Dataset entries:
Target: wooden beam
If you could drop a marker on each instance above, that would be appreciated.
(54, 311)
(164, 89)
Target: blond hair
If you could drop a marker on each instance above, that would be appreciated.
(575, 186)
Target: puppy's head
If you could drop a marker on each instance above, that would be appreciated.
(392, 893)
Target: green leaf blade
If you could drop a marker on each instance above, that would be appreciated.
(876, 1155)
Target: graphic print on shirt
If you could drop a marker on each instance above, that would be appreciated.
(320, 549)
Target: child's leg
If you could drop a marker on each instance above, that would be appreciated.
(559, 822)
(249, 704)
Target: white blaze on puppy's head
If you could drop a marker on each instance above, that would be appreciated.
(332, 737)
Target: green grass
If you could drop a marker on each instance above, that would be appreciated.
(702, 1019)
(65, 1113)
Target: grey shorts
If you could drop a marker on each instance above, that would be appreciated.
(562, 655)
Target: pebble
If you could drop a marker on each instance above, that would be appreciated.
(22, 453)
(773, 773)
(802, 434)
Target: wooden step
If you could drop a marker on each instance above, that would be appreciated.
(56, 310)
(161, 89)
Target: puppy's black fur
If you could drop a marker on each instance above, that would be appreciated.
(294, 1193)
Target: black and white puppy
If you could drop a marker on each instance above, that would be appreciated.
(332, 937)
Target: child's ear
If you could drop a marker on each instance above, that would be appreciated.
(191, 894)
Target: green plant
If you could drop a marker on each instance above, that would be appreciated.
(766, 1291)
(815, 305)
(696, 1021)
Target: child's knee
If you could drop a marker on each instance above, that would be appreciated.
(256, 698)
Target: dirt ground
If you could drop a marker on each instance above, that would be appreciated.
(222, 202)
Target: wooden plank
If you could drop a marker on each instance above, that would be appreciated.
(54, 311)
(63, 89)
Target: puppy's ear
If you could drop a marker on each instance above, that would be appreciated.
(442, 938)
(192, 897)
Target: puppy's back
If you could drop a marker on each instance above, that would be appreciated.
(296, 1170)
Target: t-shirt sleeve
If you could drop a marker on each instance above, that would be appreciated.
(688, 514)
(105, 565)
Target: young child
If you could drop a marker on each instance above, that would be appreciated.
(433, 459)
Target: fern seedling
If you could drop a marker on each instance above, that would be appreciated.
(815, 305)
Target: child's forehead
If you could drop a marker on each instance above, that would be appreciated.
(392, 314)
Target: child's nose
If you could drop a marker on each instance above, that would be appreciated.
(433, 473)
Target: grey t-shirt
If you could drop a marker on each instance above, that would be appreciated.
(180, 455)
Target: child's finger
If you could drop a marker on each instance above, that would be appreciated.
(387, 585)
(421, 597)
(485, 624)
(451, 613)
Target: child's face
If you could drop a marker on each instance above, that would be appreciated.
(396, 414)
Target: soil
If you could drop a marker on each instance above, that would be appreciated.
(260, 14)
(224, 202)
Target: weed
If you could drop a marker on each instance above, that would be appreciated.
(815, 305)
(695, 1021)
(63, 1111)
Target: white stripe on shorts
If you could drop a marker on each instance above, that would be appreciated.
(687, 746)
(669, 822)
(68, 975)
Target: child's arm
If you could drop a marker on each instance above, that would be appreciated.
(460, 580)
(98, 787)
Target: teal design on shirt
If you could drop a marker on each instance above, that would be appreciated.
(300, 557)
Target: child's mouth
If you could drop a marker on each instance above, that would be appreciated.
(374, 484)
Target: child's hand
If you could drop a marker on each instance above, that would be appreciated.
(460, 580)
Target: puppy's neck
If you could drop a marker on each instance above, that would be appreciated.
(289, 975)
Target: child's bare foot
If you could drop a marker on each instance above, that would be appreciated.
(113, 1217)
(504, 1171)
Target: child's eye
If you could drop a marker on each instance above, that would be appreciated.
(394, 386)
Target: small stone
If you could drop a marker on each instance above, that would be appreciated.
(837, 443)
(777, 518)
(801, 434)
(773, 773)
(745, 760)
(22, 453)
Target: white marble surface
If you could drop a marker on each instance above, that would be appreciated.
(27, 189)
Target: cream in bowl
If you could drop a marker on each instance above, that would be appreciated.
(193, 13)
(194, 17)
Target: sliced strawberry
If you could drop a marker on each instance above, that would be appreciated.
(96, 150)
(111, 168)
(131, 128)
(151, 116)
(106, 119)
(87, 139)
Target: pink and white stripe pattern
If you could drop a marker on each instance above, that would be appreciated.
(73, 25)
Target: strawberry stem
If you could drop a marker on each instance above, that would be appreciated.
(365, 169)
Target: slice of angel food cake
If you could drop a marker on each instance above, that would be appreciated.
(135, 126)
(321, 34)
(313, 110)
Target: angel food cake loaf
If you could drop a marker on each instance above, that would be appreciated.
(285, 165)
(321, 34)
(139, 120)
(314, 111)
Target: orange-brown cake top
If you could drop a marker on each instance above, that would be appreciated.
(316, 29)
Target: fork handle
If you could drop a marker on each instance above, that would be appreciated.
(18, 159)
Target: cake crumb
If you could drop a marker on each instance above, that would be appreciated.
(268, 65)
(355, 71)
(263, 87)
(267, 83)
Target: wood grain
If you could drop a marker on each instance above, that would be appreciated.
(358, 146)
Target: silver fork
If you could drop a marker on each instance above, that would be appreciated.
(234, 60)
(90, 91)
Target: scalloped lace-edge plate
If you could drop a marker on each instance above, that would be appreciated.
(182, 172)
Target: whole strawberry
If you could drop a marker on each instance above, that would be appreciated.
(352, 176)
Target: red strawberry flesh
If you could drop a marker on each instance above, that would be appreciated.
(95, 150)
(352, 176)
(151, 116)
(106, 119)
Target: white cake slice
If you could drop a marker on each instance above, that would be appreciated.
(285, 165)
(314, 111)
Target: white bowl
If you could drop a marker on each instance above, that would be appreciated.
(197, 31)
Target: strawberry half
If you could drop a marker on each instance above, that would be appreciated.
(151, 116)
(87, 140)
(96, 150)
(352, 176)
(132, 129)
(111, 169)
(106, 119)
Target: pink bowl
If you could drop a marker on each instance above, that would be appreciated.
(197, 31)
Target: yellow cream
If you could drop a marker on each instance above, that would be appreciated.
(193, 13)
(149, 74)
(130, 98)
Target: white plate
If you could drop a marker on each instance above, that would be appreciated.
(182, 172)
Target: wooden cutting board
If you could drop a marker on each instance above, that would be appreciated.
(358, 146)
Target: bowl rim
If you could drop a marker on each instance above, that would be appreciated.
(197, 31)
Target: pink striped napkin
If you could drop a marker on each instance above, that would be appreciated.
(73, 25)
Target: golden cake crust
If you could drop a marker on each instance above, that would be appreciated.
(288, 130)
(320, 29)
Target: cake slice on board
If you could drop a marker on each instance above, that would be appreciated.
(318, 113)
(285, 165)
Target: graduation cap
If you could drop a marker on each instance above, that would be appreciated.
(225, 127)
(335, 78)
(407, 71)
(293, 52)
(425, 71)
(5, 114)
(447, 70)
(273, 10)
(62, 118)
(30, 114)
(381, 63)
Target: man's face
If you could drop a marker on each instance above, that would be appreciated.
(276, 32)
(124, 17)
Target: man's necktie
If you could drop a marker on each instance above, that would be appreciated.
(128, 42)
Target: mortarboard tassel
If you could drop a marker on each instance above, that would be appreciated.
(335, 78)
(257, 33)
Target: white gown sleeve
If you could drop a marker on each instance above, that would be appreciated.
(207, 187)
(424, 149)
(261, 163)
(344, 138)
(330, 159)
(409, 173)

REQUIRED ACTION: Please retype, with no changes, the lines that run from the first line of the entries to the line with "Target: white blaze on puppy's head", both ends included.

EXERCISE RESPONSE:
Target: wooden beam
If you could drop a marker on each instance above, that would be appreciated.
(54, 311)
(164, 89)
Target: blond hair
If you could drop a marker on each instance above, that would be appreciated.
(575, 186)
Target: puppy's head
If you could drop a marker on each instance above, that would be appreciated.
(392, 893)
Target: green leaf blade
If you could drop a marker on each instance above, that would be appreciated.
(876, 1155)
Target: graphic print on shirt
If you could drop a marker on each instance above, that would be appreciated.
(320, 549)
Target: child's leg
If you could drop a marker on each instance above, that would be appreciated.
(559, 822)
(249, 704)
Target: white blaze on puppy's head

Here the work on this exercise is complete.